# Toronto-area little one



## stephie (May 17, 2006)

I have a sweet little pigeon that I've been feeding for the past four days, 
and am planning on raising till he (or she?) is all grown up.

I haven't totally decided against keeping it (cos i'm SO in love!), but if 
there's anyone with a nice home with other pigeons where it could be happy, 
it could be better off having a family and a social life of sorts.

This picture was taken a few days ago, it has way more feathery-spikes now
and looks pretty different, but at least you can see the sweet face! (and the
food all over the sweet face haha)










Let me know if you or anyone you know might have a nice place for my
adorable baby to live!


----------



## Reti (Jul 20, 2003)

This is an absolutely adorable baby.
Thank you so much for raising this little one. If you don't find a good home for him/her maybe you would like to keep him. We have many members with only one pigeon and they do great, they bond to their humans and are very happy this way.
Feel free to ask any questions you might have in raising this little one.

Reti


----------



## naturegirl (Nov 7, 2005)

You know Reti is correct! They make beautiful pet birds and Wonderful companions. Smart as oh heck too. Your baby looks about the same age as mine was when I found her and she is now 11 years old. Out of 5 others she is my favorite and the only one that doesn't make a huge mess all over. Remember too as she sees you she thinks you are Momma and will become very bonded to you. I hope you reconsider but if you don't I hope she/he finds a wonderful home. 

Cindy


----------



## christina11 (Jan 20, 2006)

What a sweet little angel so cute and chubby.

________________________

#### Stated task 1:
Decide whether each statement agrees with the pigeon thread, answering yes or no and quoting the deciding words: (a) stephie had been feeding the pigeon for four days; (b) naturegirl's pigeon is now 11 years old; (c) Reti says members who keep only one pigeon tend to struggle.
#### Stated task 2:
Go on with the thread about the pigeon, picking up after its final post.

(Stored items from a collection)
________________________

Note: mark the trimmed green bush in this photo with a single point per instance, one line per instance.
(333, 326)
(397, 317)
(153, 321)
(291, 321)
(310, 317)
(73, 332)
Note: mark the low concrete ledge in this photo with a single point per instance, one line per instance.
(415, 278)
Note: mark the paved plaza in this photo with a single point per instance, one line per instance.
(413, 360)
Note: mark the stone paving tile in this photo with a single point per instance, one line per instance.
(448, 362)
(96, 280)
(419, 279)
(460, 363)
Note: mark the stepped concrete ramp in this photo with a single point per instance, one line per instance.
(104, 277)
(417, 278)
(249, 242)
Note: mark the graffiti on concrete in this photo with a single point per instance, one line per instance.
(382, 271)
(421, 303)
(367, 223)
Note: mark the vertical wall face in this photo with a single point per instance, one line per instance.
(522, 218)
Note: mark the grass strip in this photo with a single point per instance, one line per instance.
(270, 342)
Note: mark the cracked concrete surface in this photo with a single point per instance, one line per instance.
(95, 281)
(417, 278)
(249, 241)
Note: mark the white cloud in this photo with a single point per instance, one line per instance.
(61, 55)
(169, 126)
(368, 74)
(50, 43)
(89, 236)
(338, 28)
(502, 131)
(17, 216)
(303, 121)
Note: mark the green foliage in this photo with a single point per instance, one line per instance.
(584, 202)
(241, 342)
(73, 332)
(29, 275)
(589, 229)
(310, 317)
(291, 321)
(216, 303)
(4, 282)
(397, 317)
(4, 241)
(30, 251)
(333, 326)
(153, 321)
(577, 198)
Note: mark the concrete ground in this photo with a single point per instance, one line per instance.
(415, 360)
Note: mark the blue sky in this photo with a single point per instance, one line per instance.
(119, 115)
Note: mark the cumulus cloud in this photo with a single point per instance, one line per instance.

________________________

#### Reply 1:
(a) Yes: "I have a sweet little pigeon that I've been feeding for the past four days"
(b) Yes: "she is now 11 years old"
(c) No: "We have many members with only one pigeon and they do great"

#### Reply 2:
Nice of you to take care of her/him its a nice pigeon maybe you should keep it there great pets.

But if not there are many ppl who would give it a nice home I would but i think someone else would love to have a pigeon more than me.

Good luck.


----------



## stephie (May 17, 2006)

Just in case you didn't assume so already, thought I'd let everyone know Robin's gonna stay with me. I am so in love with this silly bird, and even though my boyfriend isn't crazy about birds as pets, I just couldn't send him away (the pij, not the boyfriend lol). We have so much fun exploring and snuggling together, I could never give him up now! Thanks to all of yall for teaching me so much and really helping me appreciate just how awesome these crazy birdies are! xoxoxo


----------



## Maggie-NC (Jun 22, 2005)

Stephi, I'm so glad you're keeping Robin. They just "worm" their way into our hearts. Keep us posted on Robin's progress.


----------



## BirdDogg10 (Aug 23, 2005)

I like the name Robin. I have a Beagle mix character named Robin too! Well one thing's for sure you'll have a friend to bond with take it from me and Bentley, the pug puppy who lives with us. He showers me with kisses!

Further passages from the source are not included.